• Exercise details: In the entries below, find every line with "wall" and copy it.

• Supplied records:
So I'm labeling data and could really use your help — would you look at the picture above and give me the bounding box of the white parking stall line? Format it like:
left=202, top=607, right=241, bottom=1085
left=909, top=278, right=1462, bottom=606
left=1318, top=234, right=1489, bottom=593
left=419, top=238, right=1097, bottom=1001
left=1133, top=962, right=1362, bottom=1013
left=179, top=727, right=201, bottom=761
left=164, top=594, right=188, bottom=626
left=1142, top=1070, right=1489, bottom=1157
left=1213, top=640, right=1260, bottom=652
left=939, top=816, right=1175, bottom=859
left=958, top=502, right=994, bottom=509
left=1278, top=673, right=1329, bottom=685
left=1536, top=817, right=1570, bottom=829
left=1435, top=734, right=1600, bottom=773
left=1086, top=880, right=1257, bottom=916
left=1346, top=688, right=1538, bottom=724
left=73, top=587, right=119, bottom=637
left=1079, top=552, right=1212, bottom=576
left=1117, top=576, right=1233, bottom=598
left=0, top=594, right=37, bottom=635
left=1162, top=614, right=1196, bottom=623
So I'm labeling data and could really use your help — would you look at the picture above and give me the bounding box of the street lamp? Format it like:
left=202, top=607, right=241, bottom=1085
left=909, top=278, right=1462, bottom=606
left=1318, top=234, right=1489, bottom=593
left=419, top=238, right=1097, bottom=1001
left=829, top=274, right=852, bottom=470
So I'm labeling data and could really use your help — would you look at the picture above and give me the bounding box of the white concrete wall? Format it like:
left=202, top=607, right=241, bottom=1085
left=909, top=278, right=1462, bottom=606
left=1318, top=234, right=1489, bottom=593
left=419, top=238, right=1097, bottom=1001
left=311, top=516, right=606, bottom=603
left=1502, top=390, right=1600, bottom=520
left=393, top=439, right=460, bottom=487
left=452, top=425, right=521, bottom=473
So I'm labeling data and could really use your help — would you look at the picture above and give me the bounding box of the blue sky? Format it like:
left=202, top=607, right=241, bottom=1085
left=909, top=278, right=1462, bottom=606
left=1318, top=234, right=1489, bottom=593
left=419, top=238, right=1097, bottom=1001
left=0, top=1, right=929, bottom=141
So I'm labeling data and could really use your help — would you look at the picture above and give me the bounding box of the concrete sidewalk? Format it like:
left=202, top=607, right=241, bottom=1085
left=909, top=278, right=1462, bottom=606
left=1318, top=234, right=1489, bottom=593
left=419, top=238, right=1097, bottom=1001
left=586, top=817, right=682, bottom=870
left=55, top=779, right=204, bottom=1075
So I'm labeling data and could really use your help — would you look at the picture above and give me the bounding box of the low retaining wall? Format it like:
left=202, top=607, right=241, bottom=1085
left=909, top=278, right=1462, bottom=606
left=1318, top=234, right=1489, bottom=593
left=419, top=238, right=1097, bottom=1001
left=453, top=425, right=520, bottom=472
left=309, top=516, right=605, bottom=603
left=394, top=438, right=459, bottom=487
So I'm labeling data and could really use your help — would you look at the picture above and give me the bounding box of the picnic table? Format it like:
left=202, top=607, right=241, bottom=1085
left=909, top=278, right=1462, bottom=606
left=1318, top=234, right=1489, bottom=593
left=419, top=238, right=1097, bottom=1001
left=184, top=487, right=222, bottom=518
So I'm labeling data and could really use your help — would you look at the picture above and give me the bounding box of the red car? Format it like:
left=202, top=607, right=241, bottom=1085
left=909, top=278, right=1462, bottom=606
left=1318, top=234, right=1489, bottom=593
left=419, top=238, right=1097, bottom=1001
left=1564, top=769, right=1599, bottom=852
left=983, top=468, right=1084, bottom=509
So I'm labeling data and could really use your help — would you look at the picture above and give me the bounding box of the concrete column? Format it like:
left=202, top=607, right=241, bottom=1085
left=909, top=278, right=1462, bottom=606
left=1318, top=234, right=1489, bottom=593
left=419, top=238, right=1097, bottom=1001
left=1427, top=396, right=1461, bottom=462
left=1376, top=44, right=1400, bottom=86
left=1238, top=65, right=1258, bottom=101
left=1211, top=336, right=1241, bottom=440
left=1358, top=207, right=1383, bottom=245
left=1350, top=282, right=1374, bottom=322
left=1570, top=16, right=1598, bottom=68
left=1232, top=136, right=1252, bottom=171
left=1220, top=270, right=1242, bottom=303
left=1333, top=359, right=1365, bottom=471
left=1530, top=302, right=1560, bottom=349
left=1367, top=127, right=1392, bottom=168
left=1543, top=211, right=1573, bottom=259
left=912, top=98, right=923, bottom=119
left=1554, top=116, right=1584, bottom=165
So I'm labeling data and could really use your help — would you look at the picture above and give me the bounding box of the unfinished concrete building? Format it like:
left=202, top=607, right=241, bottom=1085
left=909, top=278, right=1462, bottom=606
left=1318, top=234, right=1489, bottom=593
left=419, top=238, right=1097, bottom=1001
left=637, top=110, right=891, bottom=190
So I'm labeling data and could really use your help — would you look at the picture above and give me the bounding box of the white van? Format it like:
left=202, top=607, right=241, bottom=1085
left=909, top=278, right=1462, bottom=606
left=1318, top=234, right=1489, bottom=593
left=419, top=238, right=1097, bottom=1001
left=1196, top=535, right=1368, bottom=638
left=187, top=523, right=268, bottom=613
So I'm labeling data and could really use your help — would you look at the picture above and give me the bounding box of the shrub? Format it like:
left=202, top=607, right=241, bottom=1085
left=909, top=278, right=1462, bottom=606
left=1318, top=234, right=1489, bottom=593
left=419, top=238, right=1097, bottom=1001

• Problem solution:
So I'm labeling data and could really use your help — would you look at the picture above and give me the bounding box of the white concrete wall? Format it like:
So I'm labeling data and could really use your help — would you look at the picture above and give me the bounding box of the low retaining wall? Format it like:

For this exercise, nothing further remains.